About this exercise
How many lines in the material below contain the word "brick"? Answer with the number alone.

··· Available data ···

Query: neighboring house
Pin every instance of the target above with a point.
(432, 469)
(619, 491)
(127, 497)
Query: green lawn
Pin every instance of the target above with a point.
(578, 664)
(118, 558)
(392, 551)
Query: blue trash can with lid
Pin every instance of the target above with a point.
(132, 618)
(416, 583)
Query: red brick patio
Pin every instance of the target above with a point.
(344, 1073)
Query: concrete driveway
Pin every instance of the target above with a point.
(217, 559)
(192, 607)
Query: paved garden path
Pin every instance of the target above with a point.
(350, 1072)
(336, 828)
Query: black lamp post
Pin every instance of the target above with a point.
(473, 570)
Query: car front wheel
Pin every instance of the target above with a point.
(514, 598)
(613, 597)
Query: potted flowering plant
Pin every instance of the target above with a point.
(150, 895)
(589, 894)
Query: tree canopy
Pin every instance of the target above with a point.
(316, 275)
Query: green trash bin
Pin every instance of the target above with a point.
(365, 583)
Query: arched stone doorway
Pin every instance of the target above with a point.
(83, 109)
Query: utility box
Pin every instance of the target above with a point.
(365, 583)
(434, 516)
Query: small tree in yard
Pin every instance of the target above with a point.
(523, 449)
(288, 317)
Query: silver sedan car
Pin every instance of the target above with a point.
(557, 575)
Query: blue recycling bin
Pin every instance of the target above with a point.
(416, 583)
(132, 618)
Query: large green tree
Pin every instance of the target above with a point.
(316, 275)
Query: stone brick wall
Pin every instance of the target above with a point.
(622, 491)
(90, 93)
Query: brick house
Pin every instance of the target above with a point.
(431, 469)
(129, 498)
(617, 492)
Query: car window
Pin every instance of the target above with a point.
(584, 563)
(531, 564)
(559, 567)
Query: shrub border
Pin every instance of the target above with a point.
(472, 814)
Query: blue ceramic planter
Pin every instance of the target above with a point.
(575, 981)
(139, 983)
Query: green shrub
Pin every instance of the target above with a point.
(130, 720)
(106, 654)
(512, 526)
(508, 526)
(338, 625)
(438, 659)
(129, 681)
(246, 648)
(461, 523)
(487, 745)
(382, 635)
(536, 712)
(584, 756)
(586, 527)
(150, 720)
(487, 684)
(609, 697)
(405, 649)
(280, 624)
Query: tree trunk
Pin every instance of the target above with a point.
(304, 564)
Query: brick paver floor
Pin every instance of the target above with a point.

···
··· Available data ···

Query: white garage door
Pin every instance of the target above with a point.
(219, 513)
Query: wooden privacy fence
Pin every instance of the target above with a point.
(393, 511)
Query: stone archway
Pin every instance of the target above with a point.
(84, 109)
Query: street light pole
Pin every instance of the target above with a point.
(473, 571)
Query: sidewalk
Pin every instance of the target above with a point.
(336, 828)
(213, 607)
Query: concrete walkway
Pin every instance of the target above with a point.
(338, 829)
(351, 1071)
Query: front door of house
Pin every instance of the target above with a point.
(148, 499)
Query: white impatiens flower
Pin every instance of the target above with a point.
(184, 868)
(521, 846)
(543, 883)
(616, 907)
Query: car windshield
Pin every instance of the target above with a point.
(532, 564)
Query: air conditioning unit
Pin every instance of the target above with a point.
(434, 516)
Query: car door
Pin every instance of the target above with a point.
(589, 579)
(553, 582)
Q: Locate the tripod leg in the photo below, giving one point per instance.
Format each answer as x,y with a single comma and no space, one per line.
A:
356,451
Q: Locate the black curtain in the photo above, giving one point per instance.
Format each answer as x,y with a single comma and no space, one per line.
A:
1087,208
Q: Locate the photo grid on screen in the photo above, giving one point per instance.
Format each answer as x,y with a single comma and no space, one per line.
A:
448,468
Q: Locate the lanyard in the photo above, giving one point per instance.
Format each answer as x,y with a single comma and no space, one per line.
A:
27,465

···

Reply
4